Management en organisatie tentamen – periode 1 23 oktober
Week 1 – Ch.1, Ch.2
Management en organisatie – evolutie en groei
Organisaties = groepen mensen die samenwerken om taken en middelen
te coördineren om tot een bepaald doel te komen.
Er zijn verschillende organisatiekenmerken:
Coördineren van hulpbronnen
Mensen die in controle zijn
Gezamenlijk doel
Collectieve actie
Voldoen aan een vraag
Taakverdeling
Organisaties worden meestal geleid door een eigenaar/ondernemer, maar
daar komt verandering in wanneer organisaties toenemen in complexiteit
en omvang. Het eigendom wordt versnipperd in aandelen en er worden
specialistische vaardigheden vereist. Dit is het punt waar managers hun
intrede doen.
Volgens Fayol is management een taak; volgens Mintzberg is management
een rol/activiteit.
Management = het plannen, organiseren, leiden en controleren van
menselijke en andere middelen om organisatiedoelen efficiënt en effectief
te bereiken.
Manager = iemand die dingen gedaan krijgt met behulp van mensen en
andere hulpmiddelen (resources).
De vier essentiële managementtaken volgens Fayol:
1. Plannen = de missie, visie en doelstellingen van een organisatie
bepalen, de strategie formuleren, scenario’s ontwikkelen, SWOT-
analyses opstellen etc.
2. Organiseren = taken groeperen in functies, bevoegdheden verdelen
etc.
3. Leiden/coördineren = werknemers motiveren/stimuleren en gebruik
maken van macht, overtuigingskracht en
communicatievaardigheden om te coördineren.
4. Controleren = toezicht houden op de prestaties van individuen,
afdelingen en de organisatie als geheel, corrigerende maatregelen
nemen etc.
De managementrollen/activiteiten volgens Mintzberg:
Interpersonal roles = rollen die managers op zich nemen om leiding en
toezicht te geven aan zowel werknemers als de gehele organisatie.

**Gegeven data:**
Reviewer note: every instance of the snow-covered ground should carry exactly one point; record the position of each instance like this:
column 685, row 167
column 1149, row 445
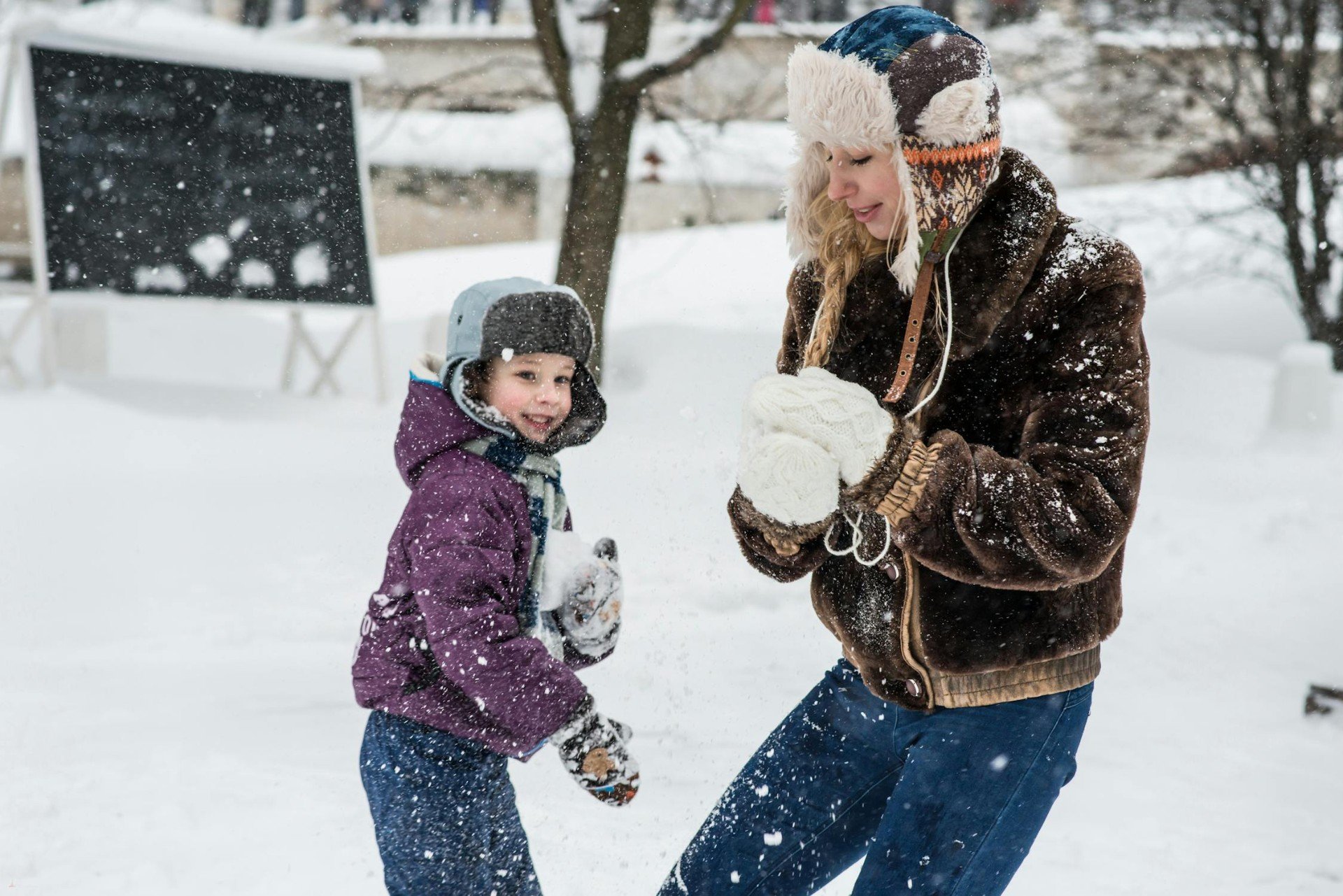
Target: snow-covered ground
column 185, row 557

**Korte oefening:** Geef het stuk van de bron dat begint bij "Volgens Fayol is" en doorloopt tot en met "andere hulpmiddelen (resources)." opnieuw weer, en wijzig daarin "hulpmiddelen" in "middelen". De data zijn afkomstig uit een andere bron.

**Resultaat opdracht:**
Volgens Fayol is management een taak; volgens Mintzberg is management
een rol/activiteit.
Management = het plannen, organiseren, leiden en controleren van
menselijke en andere middelen om organisatiedoelen efficiënt en effectief
te bereiken.
Manager = iemand die dingen gedaan krijgt met behulp van mensen en
andere middelen (resources).